▶ [EXTRACT]:
Authors are invited to submit papers of at most 4 pages in PDF format, excluding references, and lightning presentations of at most 2 pages in PDF format, excluding references. Papers must be submitted in PDF format (readable by Adobe Acrobat Reader 5.0 and higher) and formatted for 8.5” x 11” (U.S. Letter). Please use the sigconf configuration in the new combined LaTeX template from ACM available at http://www.acm.org/publications/article-templates/proceedings-template.html

We believe that reproducible science is essential, and that SC should be a leader in this effort. As a consequence ISAV 2018 participates in the SC reproducibility initiative and encourages submitters to include an appendix with reproducibility information. While we will not disqualify a paper based on information provided or not provided in this appendix, nor if the appendix is not available, the availability and quality of an appendix will be used in ranking a paper. For more information, see the ISAV 2018 reproducibility FAQ.

Papers must be self-contained and provide the technical substance required for the program committee to evaluate their contributions. Submitted papers must be original work that has not appeared in and is not under consideration for another conference or a journal. See the ACM Prior Publication Policy for more details. Papers can be submitted at https://submissions.supercomputing.org.

Publication in proceedings, presentation at the workshop

All paper submissions that receive favorable reviews will be included as part of the workshop proceedings, which will be published by the ACM, and will appear in the ACM Digital Library as part of the International Conference Proceedings Series. Lightning round submissions will not be included as part of the proceedings. Subject to the constraints of workshop length, some subset of the accepted publications will be invited to give a brief oral presentation at the workshop. The exact number of such presentations and their length will be determined after the review process has been completed.

▶ [INFORMATION SHOWN]:
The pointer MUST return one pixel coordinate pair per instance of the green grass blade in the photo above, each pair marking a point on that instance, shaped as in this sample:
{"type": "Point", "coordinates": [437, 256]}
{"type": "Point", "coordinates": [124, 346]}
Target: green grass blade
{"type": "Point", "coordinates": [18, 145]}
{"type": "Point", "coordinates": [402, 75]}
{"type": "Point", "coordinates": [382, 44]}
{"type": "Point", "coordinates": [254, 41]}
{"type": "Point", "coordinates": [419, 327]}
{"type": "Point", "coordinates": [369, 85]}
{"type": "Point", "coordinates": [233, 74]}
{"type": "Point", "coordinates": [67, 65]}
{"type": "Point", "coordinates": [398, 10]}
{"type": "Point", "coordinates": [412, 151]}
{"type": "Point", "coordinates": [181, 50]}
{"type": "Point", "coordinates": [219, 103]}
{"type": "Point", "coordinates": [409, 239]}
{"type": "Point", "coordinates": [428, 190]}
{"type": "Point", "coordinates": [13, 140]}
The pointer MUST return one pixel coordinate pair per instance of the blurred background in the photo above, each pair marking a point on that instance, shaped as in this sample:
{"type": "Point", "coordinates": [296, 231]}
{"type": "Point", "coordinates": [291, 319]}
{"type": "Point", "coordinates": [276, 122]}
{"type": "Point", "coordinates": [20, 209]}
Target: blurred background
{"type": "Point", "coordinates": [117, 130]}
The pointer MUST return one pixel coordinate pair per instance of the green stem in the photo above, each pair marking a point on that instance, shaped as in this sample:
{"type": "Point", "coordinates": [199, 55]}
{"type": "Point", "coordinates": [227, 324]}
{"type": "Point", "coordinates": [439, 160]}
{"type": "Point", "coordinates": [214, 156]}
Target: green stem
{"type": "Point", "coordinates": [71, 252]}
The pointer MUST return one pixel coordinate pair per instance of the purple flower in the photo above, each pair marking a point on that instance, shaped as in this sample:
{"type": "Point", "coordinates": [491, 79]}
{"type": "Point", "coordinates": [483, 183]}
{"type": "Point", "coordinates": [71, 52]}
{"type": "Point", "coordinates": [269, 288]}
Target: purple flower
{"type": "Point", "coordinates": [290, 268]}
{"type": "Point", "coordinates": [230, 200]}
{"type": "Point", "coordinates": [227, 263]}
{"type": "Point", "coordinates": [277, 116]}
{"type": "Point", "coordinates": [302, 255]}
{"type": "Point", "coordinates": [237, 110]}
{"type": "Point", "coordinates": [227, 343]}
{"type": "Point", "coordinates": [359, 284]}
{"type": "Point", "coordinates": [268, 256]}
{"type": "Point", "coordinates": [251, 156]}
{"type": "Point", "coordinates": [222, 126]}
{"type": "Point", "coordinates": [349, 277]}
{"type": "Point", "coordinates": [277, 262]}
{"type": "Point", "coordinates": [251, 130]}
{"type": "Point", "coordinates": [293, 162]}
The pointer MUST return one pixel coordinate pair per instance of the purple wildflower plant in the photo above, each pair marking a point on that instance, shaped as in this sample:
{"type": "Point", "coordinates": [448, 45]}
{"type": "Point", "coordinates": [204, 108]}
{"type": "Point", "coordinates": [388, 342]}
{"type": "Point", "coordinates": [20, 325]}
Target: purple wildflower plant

▶ [REQUIRED TASK]: According to the submission guidelines above, what is the maximum length of a lightning presentation?

▶ [FINAL RESULT]: At most 2 pages in PDF format, excluding references.